### Task objective
Please copy the data below word for word, leaving out the pictures.

━━━━━━━━━━━━━━━━━━━━━━━━━━━━━━

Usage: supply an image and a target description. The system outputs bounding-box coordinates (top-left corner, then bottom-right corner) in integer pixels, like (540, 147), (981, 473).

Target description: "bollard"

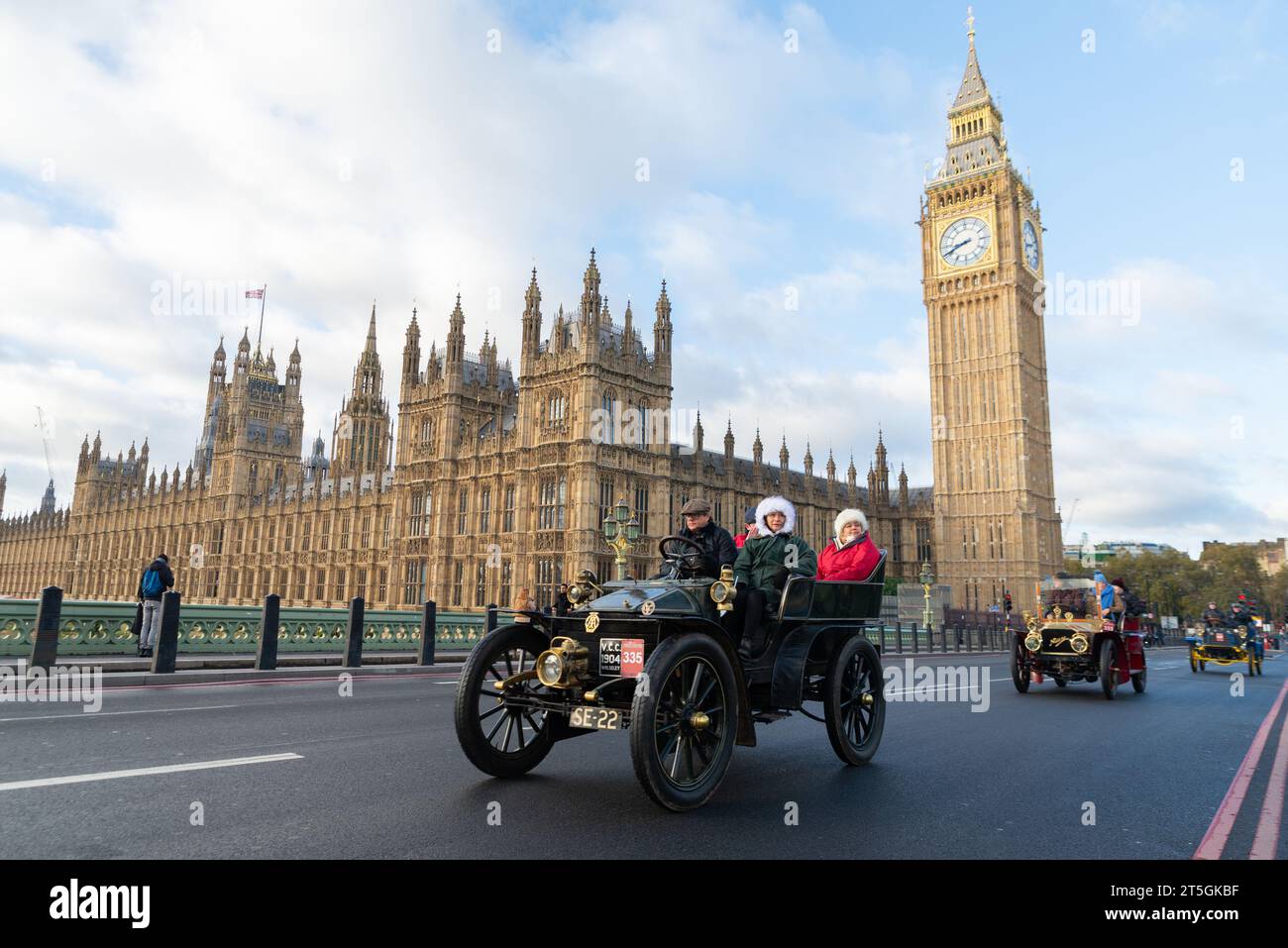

(152, 590), (180, 675)
(344, 596), (366, 669)
(417, 599), (438, 665)
(255, 592), (282, 671)
(31, 586), (63, 671)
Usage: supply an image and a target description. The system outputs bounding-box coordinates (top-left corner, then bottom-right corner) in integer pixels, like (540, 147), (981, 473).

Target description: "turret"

(233, 326), (250, 374)
(519, 266), (541, 373)
(445, 293), (465, 374)
(286, 339), (300, 394)
(581, 248), (602, 324)
(653, 279), (671, 365)
(402, 306), (420, 391)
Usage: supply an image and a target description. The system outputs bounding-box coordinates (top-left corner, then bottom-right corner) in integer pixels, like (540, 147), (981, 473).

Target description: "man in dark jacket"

(138, 553), (174, 658)
(679, 497), (738, 579)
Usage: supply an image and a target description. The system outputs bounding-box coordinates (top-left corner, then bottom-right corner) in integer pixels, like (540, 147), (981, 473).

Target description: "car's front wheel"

(1012, 636), (1033, 694)
(630, 632), (738, 811)
(456, 625), (554, 777)
(823, 635), (885, 765)
(1100, 636), (1118, 700)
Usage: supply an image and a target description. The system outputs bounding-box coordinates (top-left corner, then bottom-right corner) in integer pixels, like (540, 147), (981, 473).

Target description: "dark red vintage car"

(1012, 579), (1145, 699)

━━━━━━━━━━━━━━━━━━━━━━━━━━━━━━

### Response
Usage: supply an image and a target description. The system outputs bounding-box coordinates (top-left corner, then bottom-right corner) in integer pixels, like (540, 147), (981, 473).

Target description: "bollard"


(152, 590), (180, 675)
(344, 596), (366, 669)
(417, 599), (438, 665)
(255, 592), (282, 671)
(31, 586), (63, 671)
Usage: supply an image and a target description. The system outputs bounding-box coordinates (top-left corner, then bottom-right corner) in integer pixels, like (540, 147), (981, 473).

Target description: "turret"

(233, 326), (250, 374)
(519, 266), (541, 373)
(445, 293), (465, 374)
(286, 339), (300, 394)
(581, 248), (602, 324)
(653, 279), (671, 365)
(402, 306), (420, 391)
Usage: supply an image and a target description. The system outputs bounding-box coordinates (top-left corner, then bottom-right corner) in integer pixels, like (540, 147), (981, 473).

Target description: "man in dark jacket"

(138, 553), (174, 658)
(679, 497), (738, 579)
Usage: supply an image and a target description. The system outputs bounding-box coordinates (top-left corner, then bottom-right corner) in integer pixels, like (540, 147), (981, 473).

Target description: "car's front wheel"

(1012, 636), (1033, 694)
(630, 632), (738, 811)
(456, 625), (554, 777)
(823, 635), (885, 765)
(1100, 636), (1118, 700)
Usage: supply an image and a target description. The system outputs bounding-box coordinates (top-left corner, then bottom-right corner) in integer pixels, like (540, 147), (981, 473).

Target description: "dark red vintage car"

(1012, 579), (1145, 699)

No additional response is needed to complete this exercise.